"""

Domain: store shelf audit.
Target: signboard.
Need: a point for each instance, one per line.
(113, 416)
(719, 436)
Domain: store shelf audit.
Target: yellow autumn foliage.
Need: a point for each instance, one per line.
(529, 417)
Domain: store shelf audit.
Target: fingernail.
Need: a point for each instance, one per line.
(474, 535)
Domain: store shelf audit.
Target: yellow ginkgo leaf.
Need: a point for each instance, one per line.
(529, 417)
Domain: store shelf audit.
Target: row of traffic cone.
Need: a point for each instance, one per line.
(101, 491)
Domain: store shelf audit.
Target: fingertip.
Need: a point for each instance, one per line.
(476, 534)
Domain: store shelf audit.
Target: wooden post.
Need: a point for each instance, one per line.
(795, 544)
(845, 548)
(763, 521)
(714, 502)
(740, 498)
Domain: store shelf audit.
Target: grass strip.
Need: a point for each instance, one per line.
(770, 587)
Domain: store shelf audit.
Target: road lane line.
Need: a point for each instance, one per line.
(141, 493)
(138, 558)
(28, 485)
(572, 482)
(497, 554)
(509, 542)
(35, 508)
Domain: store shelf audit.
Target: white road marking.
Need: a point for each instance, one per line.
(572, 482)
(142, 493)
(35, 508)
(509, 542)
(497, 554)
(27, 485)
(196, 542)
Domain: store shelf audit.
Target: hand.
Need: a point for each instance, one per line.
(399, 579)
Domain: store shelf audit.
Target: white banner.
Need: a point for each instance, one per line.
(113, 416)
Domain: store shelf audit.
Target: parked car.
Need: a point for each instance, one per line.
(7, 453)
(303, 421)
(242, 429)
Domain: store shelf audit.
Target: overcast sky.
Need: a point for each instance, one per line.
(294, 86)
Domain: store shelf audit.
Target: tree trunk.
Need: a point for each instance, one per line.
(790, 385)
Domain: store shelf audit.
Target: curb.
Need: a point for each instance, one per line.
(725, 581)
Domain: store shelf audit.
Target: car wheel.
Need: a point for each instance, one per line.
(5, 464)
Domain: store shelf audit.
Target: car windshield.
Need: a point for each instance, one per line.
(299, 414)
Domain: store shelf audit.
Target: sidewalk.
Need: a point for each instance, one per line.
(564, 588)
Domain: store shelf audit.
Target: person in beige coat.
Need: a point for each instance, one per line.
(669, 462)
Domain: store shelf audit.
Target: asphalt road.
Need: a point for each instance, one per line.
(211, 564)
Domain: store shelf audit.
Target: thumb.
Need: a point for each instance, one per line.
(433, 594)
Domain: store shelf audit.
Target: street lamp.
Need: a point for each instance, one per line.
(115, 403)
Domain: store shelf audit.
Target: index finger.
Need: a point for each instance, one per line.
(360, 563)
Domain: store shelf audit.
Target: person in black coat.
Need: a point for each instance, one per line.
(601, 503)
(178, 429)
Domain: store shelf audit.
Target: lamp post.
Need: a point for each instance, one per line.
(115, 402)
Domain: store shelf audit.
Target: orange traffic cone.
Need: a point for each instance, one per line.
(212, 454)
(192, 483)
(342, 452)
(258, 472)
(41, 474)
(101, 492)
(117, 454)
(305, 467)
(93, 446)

"""

Show every line of the data above that contains the word "lamp", copying each matching line in full. Case counts when matching.

§ Response to the task
Target: street lamp.
Target: lamp post.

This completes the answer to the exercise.